_Using the information_
(a) Answer these questions about the accounting standards excerpt, marking each answer like its question:
(i) When did FASB issue SFAS No. 157?
(ii) Where does the Company recognize interest and penalties?
(iii) On what date will SFAS No. 159 become effective for the Company?
(b) How would you sum up the accounting standards excerpt in two sentences?
(c) Quote the accounting standards excerpt from "The Company's policy" to "income tax provision.".

Segment Start: Page excerpt

The Company's policy for interest and penalties under FIN 48 related to income tax exposures was not impacted as a result of the adoption and measurement provisions of FIN 48. The Company continues to recognize interest and penalties as incurred within the provision for income taxes in the Consolidated Statements of Income. To the extent interest and penalties are not assessed with respect to uncertain tax positions, amounts accrued will be reduced and reflected as a reduction of the overall income tax provision.
In September 2006, FASB issued Statement of Financial Accounting Standard ("SFAS") No. 157, "Fair Value Measurements." SFAS 157 defines fair value, establishes a formal framework for measuring fair value and expands disclosures about fair value measurements. SFAS 157 will become effective on January 1, 2008. We are currently evaluating the impact, if any, the adoption of this statement will have on our consolidated financial statements.
In February 2007, FASB issued SFAS No. 159, The Fair Value Option for Financial Assets and Financial Liabilities - Including an amendment of FASB Statement No. 115. SFAS No. 159 will become effective for the Company on January 1, 2008. SFAS No. 159 permits entities to choose to measure many financial instruments and certain other items at fair value. Unrealized gains and losses on items for which the fair value option has been elected will be recognized in earnings at each subsequent report date. We are currently evaluating the impact that the adoption of SFAS No. 159 will have on our consolidated financial statements.

Segment End: Page excerpt
Segment Start: Dataset

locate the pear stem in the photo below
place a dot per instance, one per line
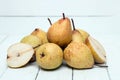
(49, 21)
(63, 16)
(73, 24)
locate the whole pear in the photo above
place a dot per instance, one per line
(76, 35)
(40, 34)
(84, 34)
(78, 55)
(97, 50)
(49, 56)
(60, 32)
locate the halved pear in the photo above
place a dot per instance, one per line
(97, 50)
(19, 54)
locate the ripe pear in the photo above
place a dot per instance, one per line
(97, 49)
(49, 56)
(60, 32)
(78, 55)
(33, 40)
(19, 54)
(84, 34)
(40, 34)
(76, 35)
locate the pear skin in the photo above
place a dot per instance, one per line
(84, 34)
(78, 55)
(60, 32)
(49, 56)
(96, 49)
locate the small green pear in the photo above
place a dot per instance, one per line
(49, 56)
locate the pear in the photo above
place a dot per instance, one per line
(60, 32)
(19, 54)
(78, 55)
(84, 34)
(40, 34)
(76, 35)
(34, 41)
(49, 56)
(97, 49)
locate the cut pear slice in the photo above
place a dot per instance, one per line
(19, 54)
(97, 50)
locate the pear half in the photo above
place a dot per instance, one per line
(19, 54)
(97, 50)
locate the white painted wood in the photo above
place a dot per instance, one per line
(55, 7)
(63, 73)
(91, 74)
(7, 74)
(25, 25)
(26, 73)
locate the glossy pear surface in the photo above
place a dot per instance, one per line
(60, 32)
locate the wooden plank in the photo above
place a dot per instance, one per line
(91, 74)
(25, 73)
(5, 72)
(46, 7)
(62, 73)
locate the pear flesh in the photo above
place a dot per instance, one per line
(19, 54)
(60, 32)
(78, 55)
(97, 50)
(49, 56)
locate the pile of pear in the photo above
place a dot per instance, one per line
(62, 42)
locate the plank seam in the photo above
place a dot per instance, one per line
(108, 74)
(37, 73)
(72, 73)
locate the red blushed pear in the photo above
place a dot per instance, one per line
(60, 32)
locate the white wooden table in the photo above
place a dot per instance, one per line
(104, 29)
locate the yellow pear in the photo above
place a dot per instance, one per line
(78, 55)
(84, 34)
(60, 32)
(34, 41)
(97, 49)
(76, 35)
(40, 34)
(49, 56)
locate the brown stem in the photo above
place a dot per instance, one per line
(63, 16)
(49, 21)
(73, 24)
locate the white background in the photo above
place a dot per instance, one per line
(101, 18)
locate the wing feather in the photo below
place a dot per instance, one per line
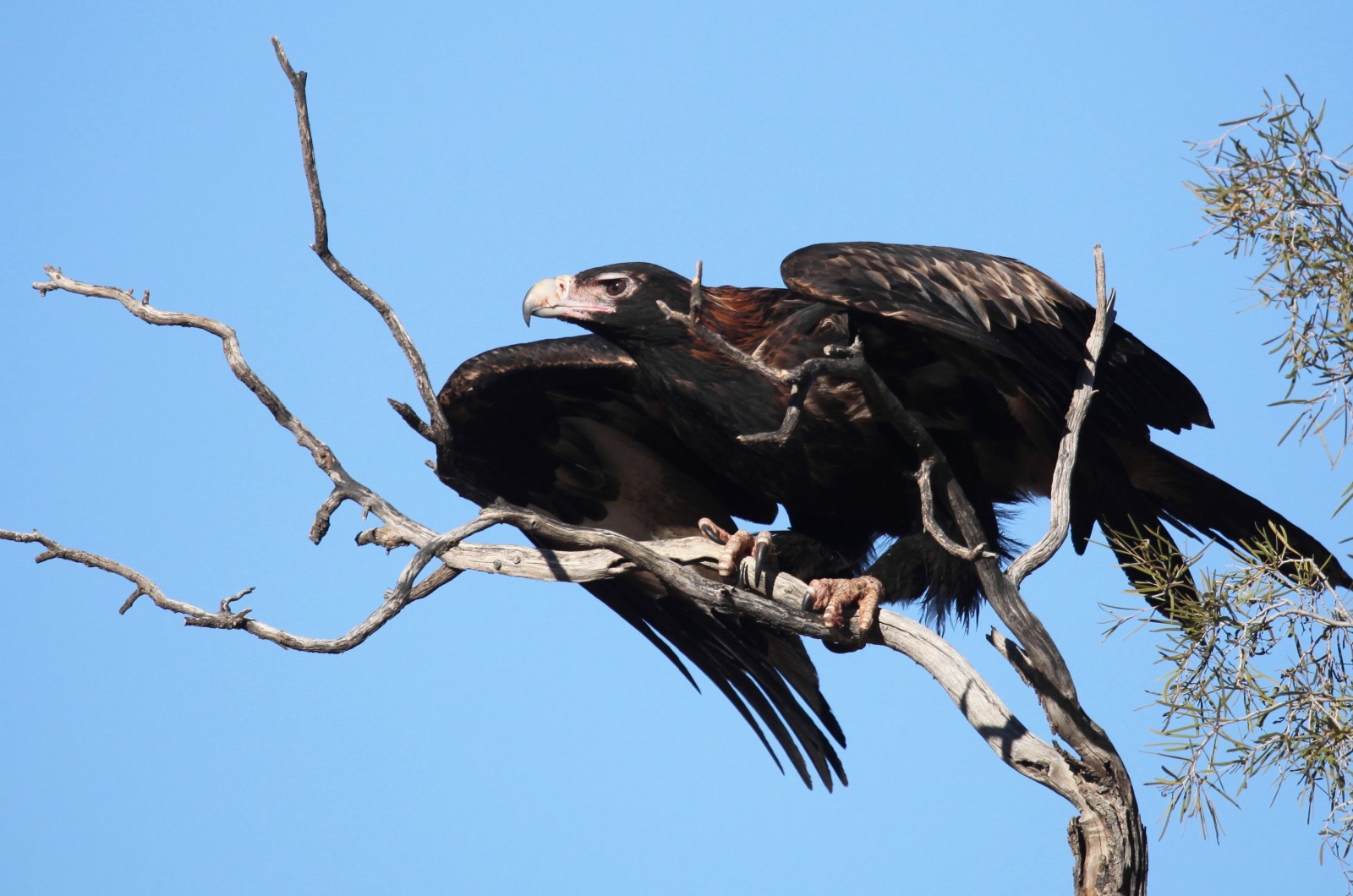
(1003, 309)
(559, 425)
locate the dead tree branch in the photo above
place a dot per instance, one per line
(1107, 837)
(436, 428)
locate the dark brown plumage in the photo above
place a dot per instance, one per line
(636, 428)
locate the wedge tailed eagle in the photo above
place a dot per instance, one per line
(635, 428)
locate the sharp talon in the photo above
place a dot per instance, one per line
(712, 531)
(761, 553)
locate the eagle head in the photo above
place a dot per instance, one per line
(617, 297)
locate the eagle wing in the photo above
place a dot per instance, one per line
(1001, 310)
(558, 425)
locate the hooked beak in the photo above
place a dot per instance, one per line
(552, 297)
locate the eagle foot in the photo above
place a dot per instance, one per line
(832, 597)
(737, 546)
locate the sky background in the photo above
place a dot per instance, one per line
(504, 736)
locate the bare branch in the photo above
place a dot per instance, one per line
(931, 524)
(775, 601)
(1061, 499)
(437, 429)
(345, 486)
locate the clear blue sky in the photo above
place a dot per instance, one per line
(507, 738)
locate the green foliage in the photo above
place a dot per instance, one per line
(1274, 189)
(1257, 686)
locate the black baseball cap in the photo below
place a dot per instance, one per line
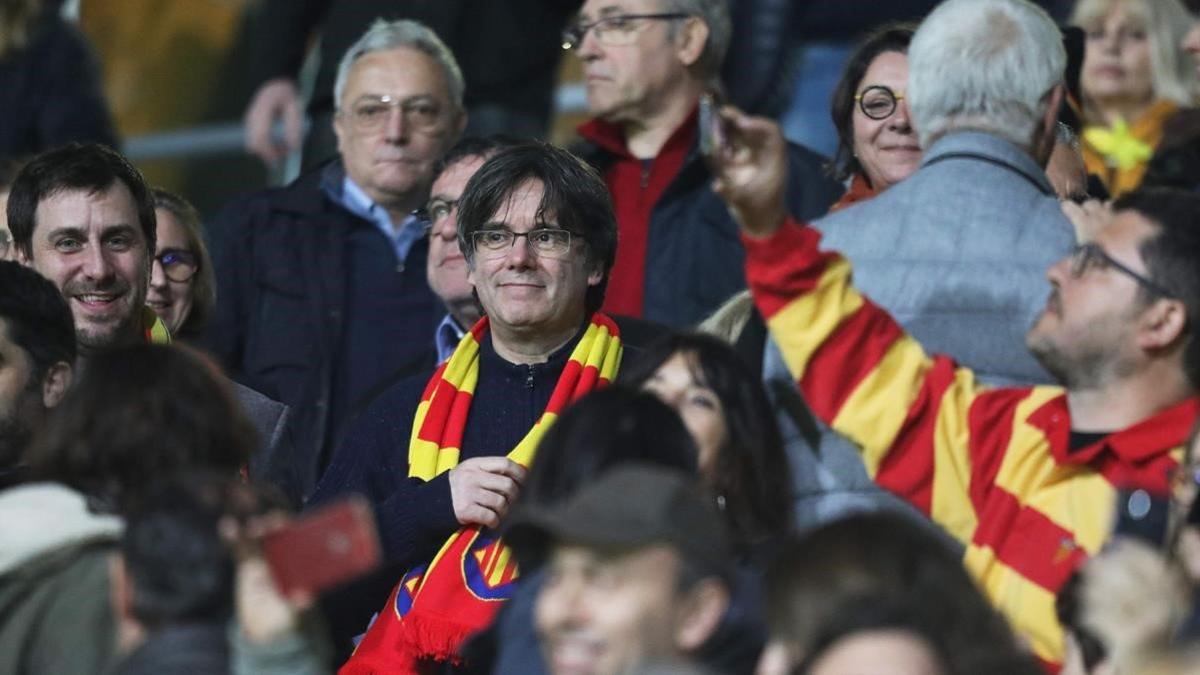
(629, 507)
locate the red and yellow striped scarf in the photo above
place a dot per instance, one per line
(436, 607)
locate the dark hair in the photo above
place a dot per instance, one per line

Segment End: Dataset
Segment Start: Dataset

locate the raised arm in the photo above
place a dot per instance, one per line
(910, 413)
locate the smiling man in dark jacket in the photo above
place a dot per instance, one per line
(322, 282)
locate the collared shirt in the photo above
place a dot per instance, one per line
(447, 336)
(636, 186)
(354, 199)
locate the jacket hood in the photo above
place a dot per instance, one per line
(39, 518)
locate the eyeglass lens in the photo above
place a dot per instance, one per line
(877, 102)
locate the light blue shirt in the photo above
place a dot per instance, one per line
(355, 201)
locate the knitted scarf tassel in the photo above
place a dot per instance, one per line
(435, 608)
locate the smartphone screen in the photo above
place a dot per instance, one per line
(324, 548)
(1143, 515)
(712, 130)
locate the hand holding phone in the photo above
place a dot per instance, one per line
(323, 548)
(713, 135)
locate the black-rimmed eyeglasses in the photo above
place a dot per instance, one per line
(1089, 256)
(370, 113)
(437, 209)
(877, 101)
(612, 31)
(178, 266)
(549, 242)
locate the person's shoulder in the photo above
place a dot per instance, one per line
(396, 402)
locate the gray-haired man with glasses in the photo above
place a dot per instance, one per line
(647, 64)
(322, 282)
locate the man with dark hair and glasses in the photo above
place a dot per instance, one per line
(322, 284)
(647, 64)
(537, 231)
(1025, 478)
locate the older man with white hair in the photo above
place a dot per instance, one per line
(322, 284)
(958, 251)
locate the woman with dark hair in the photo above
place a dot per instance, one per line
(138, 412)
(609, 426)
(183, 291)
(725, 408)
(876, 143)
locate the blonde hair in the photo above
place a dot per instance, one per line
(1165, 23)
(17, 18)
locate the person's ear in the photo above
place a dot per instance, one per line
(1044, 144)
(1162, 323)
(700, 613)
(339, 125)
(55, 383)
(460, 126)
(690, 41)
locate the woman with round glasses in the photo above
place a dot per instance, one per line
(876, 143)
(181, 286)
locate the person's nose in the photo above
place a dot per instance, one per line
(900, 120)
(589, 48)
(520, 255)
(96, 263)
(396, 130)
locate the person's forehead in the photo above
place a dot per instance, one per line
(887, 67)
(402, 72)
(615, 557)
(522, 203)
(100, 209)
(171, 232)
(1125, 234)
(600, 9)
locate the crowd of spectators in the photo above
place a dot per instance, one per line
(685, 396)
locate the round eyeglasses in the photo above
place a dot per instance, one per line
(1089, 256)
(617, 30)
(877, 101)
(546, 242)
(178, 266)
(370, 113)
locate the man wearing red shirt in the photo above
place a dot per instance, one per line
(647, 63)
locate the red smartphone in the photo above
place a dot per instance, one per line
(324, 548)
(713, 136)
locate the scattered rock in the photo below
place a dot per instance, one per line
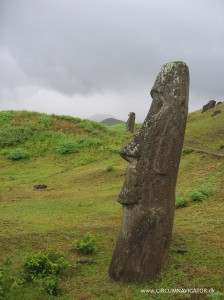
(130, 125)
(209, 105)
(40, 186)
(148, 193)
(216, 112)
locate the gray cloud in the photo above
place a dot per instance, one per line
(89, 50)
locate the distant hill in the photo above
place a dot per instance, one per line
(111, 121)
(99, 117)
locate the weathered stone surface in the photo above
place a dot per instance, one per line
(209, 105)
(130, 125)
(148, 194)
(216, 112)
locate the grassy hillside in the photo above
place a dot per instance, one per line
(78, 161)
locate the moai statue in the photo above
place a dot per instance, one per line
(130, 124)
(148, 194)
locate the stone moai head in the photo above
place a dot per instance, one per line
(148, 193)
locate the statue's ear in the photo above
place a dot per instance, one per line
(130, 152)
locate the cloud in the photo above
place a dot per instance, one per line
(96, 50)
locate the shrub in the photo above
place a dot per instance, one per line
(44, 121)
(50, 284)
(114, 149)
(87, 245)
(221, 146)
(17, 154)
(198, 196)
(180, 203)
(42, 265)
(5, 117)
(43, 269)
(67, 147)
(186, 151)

Segment End: Dataset

_Per-task answers_
(a)
(i) September 2006
(ii) Within the provision for income taxes in the Consolidated Statements of Income
(iii) January 1, 2008

(b) The adoption of FIN 48 did not affect the Company's policy for interest and penalties, which it continues to recognize as incurred within the provision for income taxes. FASB issued SFAS No. 157 on fair value measurements in September 2006 and SFAS No. 159 on the fair value option in February 2007, both effective January 1, 2008, and the Company is evaluating the impact of each on its consolidated financial statements.

(c)
The Company's policy for interest and penalties under FIN 48 related to income tax exposures was not impacted as a result of the adoption and measurement provisions of FIN 48. The Company continues to recognize interest and penalties as incurred within the provision for income taxes in the Consolidated Statements of Income. To the extent interest and penalties are not assessed with respect to uncertain tax positions, amounts accrued will be reduced and reflected as a reduction of the overall income tax provision.